+++ Textblock

Beat / Wieso waren U-Boote und das Periskop überhaupt für dich so interessant?

Danny / Für mich ist das U-Boot ein Transportmittel für Reisen durch ein fremdes Gebiet, das eine Isolierung von der Außenwelt impliziert. Es verkörpert einen technologisch geprägten und extrem eingeschränkten Raum für menschliche Existenz. Das Periskop stellt dabei eine Beziehung zwischen der posthumanen Umgebung des U-Boots und der öffentlichen Sphäre an der Oberfläche her. Man kann solch eine Reise durchaus mit meinem kreativen Prozess vergleichen, der mit einer beträchtlichen Menge an Introversion einhergeht. Die vielen verschiedenen Programme, die ich verwende, sind ein ebenso wichtiger Faktor wie die Gedanken und spontanen Einfälle, welche ich durch sie hindurchschicke. In diesem Sinne symbolisiert das Periskop in gewisser Weise eine Ein-Richtungs-Kommunikation zwischen der alltäglichen Realität und einem Ort, an den ich gehe, um mich selbst auszudrücken.

Beat / Wie entstand aus diesen verschiedenen Ideen das Periskop-Projekt?

Danny / Alles fing im Jahr 2003, während einer Phase persönlicher Umbrüche, an. Damals war die Vorstellung eines Periskops als eines Werkzeugs, um das Licht an der Oberfläche zu sehen, sehr hilfreich für mich. In dem Jahr nahm ich mit einem befreundeten Vokalisten genug Material für ein Album voll melancholischer Dub-Tracks auf. Es blieb dann aber verschollen, bis ich 2007 an verschiedenen anderen Projekten arbeitete und fühlte, dass ich zunehmend uninspirierter wurde und dringend einige grundlegende Prämissen meiner Art, Musik zu machen, neu definieren musste. Ein Jahr später hatte ich diesen Selbstfindungsprozess abgeschlossen und kehrte nicht mehr zu meinen anderen musikalischen Solo-Projekten zurück.

++++++

Aufgaben:
1. Beantworten Sie bitte anhand des Interviews über U-Boote und das Periskop:
(a) In welchem Jahr fing laut Danny alles an?
(b) Mit wem nahm Danny in jenem Jahr Material für ein Album auf?
(c) Zwischen welchen beiden Bereichen stellt das Periskop nach Dannys Worten eine Beziehung her?
2. Führen Sie jeden Satz aus dem Interview über U-Boote und das Periskop auf, in dem eine Form des Wortes „Periskop“ vorkommt.

+++ Gegebene Daten

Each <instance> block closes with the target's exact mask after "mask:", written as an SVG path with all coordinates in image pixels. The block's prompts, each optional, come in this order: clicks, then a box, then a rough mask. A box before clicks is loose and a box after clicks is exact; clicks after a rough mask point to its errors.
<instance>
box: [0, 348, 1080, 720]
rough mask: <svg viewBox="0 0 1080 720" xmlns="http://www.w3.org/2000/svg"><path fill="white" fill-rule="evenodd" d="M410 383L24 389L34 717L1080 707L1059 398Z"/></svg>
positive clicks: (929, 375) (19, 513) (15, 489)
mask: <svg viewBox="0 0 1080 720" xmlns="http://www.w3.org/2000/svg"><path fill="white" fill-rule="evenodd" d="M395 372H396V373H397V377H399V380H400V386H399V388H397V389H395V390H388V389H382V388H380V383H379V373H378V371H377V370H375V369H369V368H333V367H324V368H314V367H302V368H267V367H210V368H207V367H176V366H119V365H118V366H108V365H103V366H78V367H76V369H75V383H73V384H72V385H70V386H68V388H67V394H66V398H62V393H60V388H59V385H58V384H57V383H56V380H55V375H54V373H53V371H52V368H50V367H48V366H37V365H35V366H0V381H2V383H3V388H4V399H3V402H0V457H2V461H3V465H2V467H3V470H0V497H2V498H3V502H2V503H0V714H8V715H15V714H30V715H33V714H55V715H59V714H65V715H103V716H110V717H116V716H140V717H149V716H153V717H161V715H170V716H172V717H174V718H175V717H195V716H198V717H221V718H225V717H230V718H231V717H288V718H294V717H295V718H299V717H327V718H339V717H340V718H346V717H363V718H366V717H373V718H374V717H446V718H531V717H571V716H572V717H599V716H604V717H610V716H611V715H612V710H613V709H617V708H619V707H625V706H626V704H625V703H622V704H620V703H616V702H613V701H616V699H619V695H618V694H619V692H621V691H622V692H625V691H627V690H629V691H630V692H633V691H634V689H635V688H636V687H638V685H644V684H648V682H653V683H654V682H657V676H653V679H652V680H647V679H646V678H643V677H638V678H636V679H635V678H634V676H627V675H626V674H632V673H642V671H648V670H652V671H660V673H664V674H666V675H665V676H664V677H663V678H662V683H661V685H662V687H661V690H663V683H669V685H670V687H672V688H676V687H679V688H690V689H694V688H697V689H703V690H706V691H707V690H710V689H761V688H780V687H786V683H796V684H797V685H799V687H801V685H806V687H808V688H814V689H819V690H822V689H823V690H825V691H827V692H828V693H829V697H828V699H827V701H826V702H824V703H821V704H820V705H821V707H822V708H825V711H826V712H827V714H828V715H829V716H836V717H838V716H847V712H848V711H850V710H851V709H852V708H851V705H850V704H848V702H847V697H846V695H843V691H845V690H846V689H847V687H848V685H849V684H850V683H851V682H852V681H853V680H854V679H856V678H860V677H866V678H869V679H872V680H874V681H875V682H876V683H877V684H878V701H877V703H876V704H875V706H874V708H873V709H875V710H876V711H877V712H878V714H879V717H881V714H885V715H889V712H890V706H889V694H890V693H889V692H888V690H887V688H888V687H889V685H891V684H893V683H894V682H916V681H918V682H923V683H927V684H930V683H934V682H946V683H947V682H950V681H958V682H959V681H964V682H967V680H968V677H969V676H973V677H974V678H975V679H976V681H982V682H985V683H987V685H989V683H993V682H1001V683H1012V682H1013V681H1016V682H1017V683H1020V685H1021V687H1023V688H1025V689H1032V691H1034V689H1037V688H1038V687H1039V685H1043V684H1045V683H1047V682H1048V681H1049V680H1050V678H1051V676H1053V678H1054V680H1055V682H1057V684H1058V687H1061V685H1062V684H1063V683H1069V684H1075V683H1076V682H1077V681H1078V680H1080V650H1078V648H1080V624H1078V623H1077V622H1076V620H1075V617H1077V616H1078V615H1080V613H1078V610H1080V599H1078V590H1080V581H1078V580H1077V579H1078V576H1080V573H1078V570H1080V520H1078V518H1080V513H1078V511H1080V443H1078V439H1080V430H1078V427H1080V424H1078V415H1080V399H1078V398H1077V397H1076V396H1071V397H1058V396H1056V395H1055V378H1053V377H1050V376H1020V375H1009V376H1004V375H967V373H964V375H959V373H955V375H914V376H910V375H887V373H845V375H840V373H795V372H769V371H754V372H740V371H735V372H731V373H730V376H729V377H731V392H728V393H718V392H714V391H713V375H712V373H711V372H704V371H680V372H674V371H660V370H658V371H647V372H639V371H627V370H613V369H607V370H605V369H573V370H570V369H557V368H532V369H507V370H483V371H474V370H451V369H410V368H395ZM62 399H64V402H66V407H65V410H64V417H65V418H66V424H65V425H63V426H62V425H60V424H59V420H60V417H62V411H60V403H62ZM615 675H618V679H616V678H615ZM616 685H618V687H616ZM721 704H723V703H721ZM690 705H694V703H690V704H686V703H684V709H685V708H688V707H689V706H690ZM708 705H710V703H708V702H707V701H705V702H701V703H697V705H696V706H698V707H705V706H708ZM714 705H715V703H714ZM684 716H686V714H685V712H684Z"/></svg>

++++++

Lösungen:
1.
(a) Im Jahr 2003.
(b) Mit einem befreundeten Vokalisten.
(c) Zwischen der posthumanen Umgebung des U-Boots und der öffentlichen Sphäre an der Oberfläche.

2.
1. Wieso waren U-Boote und das Periskop überhaupt für dich so interessant?
2. Das Periskop stellt dabei eine Beziehung zwischen der posthumanen Umgebung des U-Boots und der öffentlichen Sphäre an der Oberfläche her.
3. In diesem Sinne symbolisiert das Periskop in gewisser Weise eine Ein-Richtungs-Kommunikation zwischen der alltäglichen Realität und einem Ort, an den ich gehe, um mich selbst auszudrücken.
4. Wie entstand aus diesen verschiedenen Ideen das Periskop-Projekt?
5. Damals war die Vorstellung eines Periskops als eines Werkzeugs, um das Licht an der Oberfläche zu sehen, sehr hilfreich für mich.